Фрагмент страницы »
§ §
Оставив в стороне выяснение сущности и структуры такого феномена как духовность, всё же отметим, что неустранимой её составляющей является система отношений субъекта. Поведение человека в этом мире, его устремления и желания всецело зависят от того, как он относится к нему и каким видит своё место в нём. Отношение как переживаемое явление не только возникает здесь и сейчас, но и формируется в течение жизни, в обретаемом опыте. Ограниченность индивидуального опыта преодолевается образованием. Образование призвано передавать индивидам ценный опыт человечества, включая опыт отношений, транслируемый не иначе, как в форме переживаний. Однако на современном этапе развития цивилизации всё острее обнажается проблема передачи именно опыта отношений. Это свидетельствует о просчётах системы обучения и воспитания,
сердцевиной которой являются точные и естественные науки, для освоения которых достаточно лишь активности мышления, что обеспечивает освоение опыта фактов (освоение знаний), но не обеспечивает всестороннее и духовное развитие человека, впрочем как и желаемое развитие общества. А потому всё громче высказываются мнения о необходимости поиска новых направлений в совершенствовании образования, и это совершенствование связывают со сферой гуманитарного знания.
Бесспорно, что искусство должно занимать весьма значимое место в сфере гуманитарного знания, понимаемого достаточно широко и несводимого к информации интеллигибельного плана, некой «знаниевой информации». Оно призвано хранить многоаспектный опыт человеческих отношений и транслировать этот опыт в наиболее адекватной для этой цели форме. Сущность опыта отношений заключается в его переживаемости, которую и обеспечивает искусство. Понятно, что в плане трансляции опыта человеческих отношений из всех искусств музыка играет особую роль. Само "устройство" музыки обусловливает вовлечённость в процесс музыкального восприятия всего человека, всех его психических систем, что и позволяет говорить о переживаемости, подобно той, какую субъект (любой из нас) испытывает в своей повседневной жизни, сталкиваясь с объектом, имеющим для него особое значение (личностный смысл), так или иначе осознанное им.
§ §
Исходные данные »
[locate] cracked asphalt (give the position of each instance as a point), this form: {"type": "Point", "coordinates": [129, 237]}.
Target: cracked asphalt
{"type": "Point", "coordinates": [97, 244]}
§ §
Что нужно сделать »
- a) Ответьте на вопросы по фрагменту страницы:
(i) Чем преодолевается ограниченность индивидуального опыта?
(ii) В чём заключается сущность опыта отношений?
(iii) Какое искусство играет особую роль в трансляции опыта человеческих отношений?
- b) Перепишите из фрагмента страницы без изменений отрывок от слов «Бесспорно, что искусство» до слов «иначе осознанное им.».

Ответы по заданиям »
- a)
(i) Образованием.
(ii) В его переживаемости.
(iii) Музыка.

- b)
Бесспорно, что искусство должно занимать весьма значимое место в сфере гуманитарного знания, понимаемого достаточно широко и несводимого к информации интеллигибельного плана, некой «знаниевой информации». Оно призвано хранить многоаспектный опыт человеческих отношений и транслировать этот опыт в наиболее адекватной для этой цели форме. Сущность опыта отношений заключается в его переживаемости, которую и обеспечивает искусство. Понятно, что в плане трансляции опыта человеческих отношений из всех искусств музыка играет особую роль. Само "устройство" музыки обусловливает вовлечённость в процесс музыкального восприятия всего человека, всех его психических систем, что и позволяет говорить о переживаемости, подобно той, какую субъект (любой из нас) испытывает в своей повседневной жизни, сталкиваясь с объектом, имеющим для него особое значение (личностный смысл), так или иначе осознанное им.